WHAT THE EXERCISE ASKS: Set the whole listing down again, word for word, with no pictures.

** GIVEN RECORDS follows **

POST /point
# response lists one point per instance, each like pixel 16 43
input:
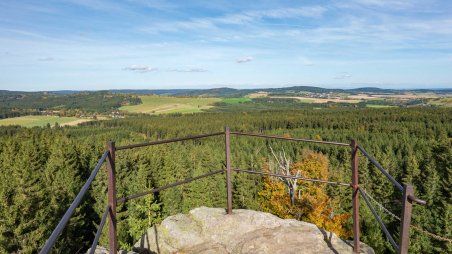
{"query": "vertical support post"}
pixel 406 219
pixel 228 169
pixel 355 197
pixel 112 237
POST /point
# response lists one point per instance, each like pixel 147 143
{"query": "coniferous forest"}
pixel 42 170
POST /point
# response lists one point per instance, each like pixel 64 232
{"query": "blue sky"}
pixel 155 44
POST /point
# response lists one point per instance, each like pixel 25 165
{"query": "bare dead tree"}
pixel 281 165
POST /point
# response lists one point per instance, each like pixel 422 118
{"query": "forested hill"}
pixel 24 103
pixel 232 92
pixel 42 169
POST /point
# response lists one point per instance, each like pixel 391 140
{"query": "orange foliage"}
pixel 275 199
pixel 313 204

** End of GIVEN RECORDS **

WRITTEN ANSWER:
POST /point
# response lists one point per instance, each like pixel 16 43
input:
{"query": "vertical support post"}
pixel 406 219
pixel 228 169
pixel 355 197
pixel 112 237
POST /point
# response lists one point per instance, each like pixel 147 143
{"query": "coniferous forest"}
pixel 42 170
POST /point
# response lists one point per instance, each like pixel 64 232
{"query": "blue sky"}
pixel 155 44
POST /point
# response lists one point per instance, each like pixel 25 165
{"query": "bare dead tree"}
pixel 281 165
POST /point
# response lists one point per instance, each like pixel 422 118
{"query": "forested hill"}
pixel 24 103
pixel 232 92
pixel 42 169
POST /point
# response lists one point per instance, each like pixel 391 140
{"query": "orange foliage"}
pixel 275 199
pixel 313 204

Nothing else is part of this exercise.